(Passage Opens)

I have a random process that follows a normal distribution. It's parameters are mean = 35 units, std.dev. = 8 units. I've seen from the wiki entry for the normal distribution that there is a formula to calculate the entropy. So plugging in the figures as:-
$$
.5\log\left(2\pi e^1 8\cdot 8\right)
$$
I get a value of 1.52, which I take to be per sample. My question is what are these units? What thing do I have 1.52 of?
Information entropy is (typically) measured in units of bits, after Claude Shannon's definition. So can I take it that each sample generates 1.52 bits of entropy? Clearly recording those samples generates information and therefore occupies a real and discrete amount of storage space. Ergo entropy cannot be unit less.

(Passage Closes)
(Raw data Opens)

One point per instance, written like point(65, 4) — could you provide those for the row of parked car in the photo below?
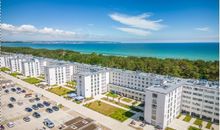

(Raw data Closes)

Actions to take:
A) Answer the following about the forum post on the entropy of a normal distribution:
(i) What mean and standard deviation does the poster give for the random process?
(ii) From which source did the poster learn of the formula for the entropy?
(iii) In what units is information entropy typically measured, and after whose definition?
B) Pick up the forum post on the entropy of a normal distribution after its final sentence and continue it.
The data bear no relation to the forum post on the entropy of a normal distribution.

Your responses:
A)
(i) A mean of 35 units and a standard deviation of 8 units.
(ii) The wiki entry for the normal distribution.
(iii) Bits, after Claude Shannon's definition.

B)
Best Answer
Shannon entropy is normally given "units" of bits or nats in information theory. Information theory includes the measurable concept of compression. Define a compression ratio as (ADC sample size) / (Shannon entropy of sample set). The numerator and denominator would both be described as "number of bits". The Shannon entropy of the sample set gives the smallest average number of bits per sample which could be achieved by entropy coding the sample set, such as using Huffman's approach. This context justifies applying the term "bits" to Shannon entropy. Note that the term entropy used in thermodynamics should not be confused with Shannon entropy used in information theory.